*What you are asked to do:* Could you edit the lines from the line with "the fence post" up to and including the line with "424, 172, 493, 189" by changing "bounding box" to "enclosing rectangle", keeping all else the same, and return only those lines?

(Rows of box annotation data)

▽

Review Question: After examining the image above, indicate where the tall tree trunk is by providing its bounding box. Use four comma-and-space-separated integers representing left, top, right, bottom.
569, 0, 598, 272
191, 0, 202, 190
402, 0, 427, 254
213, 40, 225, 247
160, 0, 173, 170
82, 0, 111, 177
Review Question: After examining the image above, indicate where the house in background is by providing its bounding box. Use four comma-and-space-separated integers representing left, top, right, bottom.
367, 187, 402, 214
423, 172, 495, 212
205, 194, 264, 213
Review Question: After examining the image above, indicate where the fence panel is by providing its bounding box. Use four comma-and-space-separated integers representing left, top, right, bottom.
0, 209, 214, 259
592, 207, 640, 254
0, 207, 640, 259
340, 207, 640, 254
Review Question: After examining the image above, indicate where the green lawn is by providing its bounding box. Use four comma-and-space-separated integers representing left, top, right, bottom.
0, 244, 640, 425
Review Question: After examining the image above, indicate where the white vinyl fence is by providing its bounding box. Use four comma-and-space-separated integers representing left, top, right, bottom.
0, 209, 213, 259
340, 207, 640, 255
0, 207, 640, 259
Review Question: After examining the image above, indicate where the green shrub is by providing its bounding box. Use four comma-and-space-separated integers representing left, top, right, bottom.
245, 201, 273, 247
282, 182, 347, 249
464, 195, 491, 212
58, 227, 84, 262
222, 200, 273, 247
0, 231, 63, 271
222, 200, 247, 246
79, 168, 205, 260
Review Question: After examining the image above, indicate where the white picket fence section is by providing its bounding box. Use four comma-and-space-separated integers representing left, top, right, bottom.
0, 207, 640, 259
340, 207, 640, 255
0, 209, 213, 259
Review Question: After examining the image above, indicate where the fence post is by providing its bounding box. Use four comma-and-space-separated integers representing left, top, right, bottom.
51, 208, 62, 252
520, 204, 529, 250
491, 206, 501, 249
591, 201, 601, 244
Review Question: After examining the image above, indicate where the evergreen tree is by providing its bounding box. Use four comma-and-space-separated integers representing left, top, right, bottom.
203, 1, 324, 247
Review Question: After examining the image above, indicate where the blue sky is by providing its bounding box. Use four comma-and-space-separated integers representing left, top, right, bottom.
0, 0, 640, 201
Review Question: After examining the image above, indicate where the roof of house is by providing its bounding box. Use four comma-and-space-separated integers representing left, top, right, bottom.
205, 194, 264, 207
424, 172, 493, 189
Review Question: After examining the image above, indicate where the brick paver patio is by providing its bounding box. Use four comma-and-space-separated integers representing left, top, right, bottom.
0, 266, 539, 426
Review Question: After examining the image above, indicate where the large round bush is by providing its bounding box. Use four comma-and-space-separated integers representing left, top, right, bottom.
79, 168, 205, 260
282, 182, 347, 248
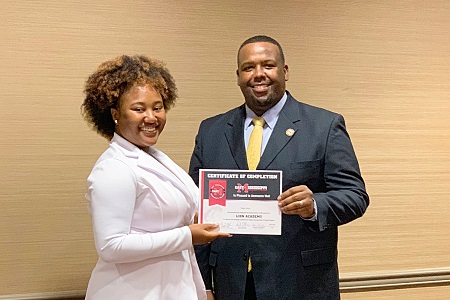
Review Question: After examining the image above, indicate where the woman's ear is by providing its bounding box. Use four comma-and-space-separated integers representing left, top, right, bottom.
111, 108, 119, 124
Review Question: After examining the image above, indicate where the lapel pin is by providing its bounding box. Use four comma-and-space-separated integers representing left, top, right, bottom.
286, 128, 295, 136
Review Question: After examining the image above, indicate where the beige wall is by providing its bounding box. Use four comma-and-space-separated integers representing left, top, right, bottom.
0, 0, 450, 299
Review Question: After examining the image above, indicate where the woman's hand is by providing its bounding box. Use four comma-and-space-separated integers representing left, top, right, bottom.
189, 224, 232, 245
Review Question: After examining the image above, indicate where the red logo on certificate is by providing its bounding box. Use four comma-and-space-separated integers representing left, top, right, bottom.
208, 180, 227, 206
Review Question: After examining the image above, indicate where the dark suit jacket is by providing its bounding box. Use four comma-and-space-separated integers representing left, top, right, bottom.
189, 93, 369, 300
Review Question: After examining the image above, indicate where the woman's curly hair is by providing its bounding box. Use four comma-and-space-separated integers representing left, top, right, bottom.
81, 55, 177, 140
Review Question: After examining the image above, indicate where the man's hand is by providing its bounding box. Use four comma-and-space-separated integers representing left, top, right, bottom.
278, 185, 315, 219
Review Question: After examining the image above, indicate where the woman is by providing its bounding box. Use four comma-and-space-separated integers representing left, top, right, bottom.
82, 55, 229, 300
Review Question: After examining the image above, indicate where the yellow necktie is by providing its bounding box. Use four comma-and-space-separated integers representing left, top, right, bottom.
247, 117, 266, 170
247, 117, 266, 272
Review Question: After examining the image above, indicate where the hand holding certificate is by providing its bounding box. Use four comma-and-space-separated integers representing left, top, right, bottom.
199, 169, 282, 235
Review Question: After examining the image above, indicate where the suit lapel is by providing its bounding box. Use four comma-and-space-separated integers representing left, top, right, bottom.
225, 105, 248, 170
258, 94, 300, 170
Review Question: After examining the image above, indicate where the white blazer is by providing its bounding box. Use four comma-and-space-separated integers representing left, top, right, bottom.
86, 134, 206, 300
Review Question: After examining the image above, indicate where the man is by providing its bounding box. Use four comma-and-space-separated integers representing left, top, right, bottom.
189, 36, 369, 300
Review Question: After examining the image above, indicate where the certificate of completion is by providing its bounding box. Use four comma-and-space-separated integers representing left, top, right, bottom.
199, 169, 282, 235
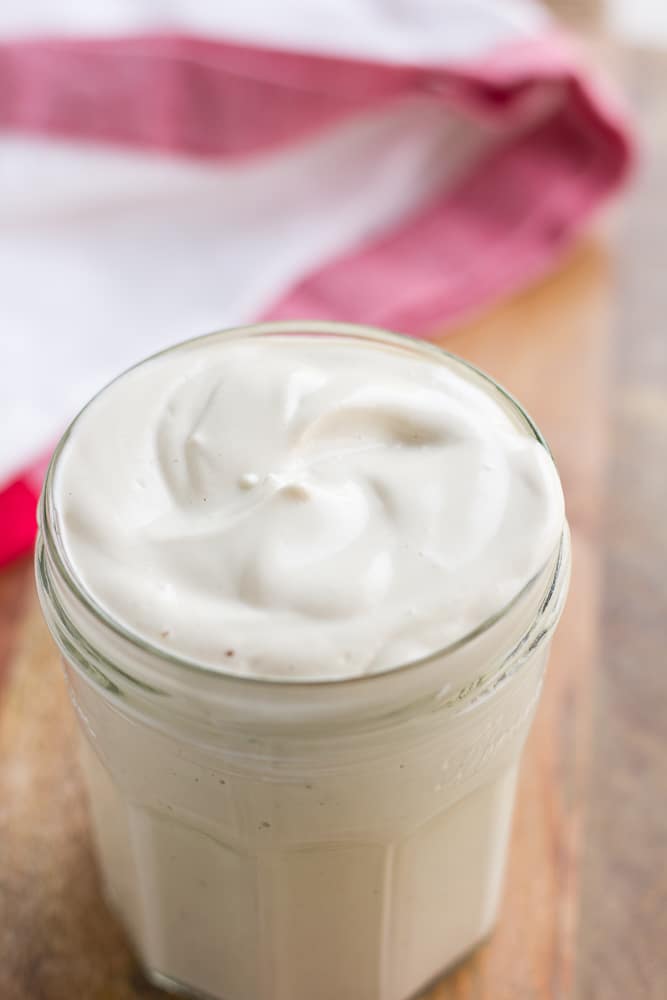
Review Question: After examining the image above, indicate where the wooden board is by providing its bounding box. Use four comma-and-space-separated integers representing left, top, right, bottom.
0, 236, 609, 1000
0, 41, 667, 1000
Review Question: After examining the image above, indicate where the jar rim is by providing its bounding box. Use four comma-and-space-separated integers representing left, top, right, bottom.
37, 320, 567, 690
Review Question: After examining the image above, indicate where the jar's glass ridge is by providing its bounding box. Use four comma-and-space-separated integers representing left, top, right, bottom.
36, 322, 570, 1000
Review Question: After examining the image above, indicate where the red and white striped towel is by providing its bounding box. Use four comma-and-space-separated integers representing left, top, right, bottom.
0, 0, 631, 562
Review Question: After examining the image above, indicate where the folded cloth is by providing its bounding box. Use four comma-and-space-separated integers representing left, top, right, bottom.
0, 0, 631, 562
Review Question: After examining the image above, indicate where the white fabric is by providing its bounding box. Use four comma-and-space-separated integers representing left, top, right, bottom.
0, 99, 496, 484
0, 0, 544, 488
0, 0, 548, 65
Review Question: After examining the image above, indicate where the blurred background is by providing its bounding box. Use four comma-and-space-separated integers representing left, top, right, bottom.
0, 0, 667, 1000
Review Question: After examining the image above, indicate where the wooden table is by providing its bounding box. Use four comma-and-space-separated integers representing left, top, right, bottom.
0, 53, 667, 1000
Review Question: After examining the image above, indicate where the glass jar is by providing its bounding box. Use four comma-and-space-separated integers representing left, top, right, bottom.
36, 323, 570, 1000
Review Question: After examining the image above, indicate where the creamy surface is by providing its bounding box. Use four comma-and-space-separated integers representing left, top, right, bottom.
54, 335, 563, 678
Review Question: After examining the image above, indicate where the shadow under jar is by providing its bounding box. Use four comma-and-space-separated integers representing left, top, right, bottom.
36, 324, 570, 1000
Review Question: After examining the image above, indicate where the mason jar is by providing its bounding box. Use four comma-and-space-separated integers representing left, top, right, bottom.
36, 324, 570, 1000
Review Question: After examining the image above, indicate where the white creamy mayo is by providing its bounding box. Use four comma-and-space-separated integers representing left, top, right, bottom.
53, 334, 564, 680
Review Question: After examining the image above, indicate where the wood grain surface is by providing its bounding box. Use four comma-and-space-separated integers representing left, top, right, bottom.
0, 48, 667, 1000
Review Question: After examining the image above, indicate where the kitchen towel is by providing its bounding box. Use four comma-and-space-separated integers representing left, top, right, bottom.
0, 0, 632, 563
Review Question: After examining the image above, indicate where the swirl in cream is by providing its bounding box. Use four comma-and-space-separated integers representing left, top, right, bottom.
56, 334, 563, 678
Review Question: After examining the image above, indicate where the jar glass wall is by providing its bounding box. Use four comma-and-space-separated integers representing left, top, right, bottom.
36, 324, 570, 1000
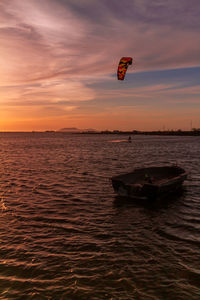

△

*Task answer:*
Review Question: After examining the image above, indicate where the fence post is by providing its enclosing rectangle. Use four comma-and-space-separated integers representing left, top, right, bottom.
51, 208, 62, 252
520, 204, 529, 250
491, 206, 501, 249
591, 201, 601, 244
Review Question: After examining the image above, indicate where the evergreen tree is by providing its enclosing rectangle. Use four comma-and-space-separated integers representing left, top, right, bottom.
203, 1, 324, 247
Review Question: After examining the image above, indicate where the blue sky is by providing its enclosing rectangle. Use four comma-and-space-separated integers representing left, top, right, bottom.
0, 0, 640, 201
Review Question: After examining the image above, indicate where the roof of house is by providing its enclosing rectangle. Use four comma-and-space-separated integers representing left, top, right, bottom.
205, 194, 264, 207
424, 172, 493, 189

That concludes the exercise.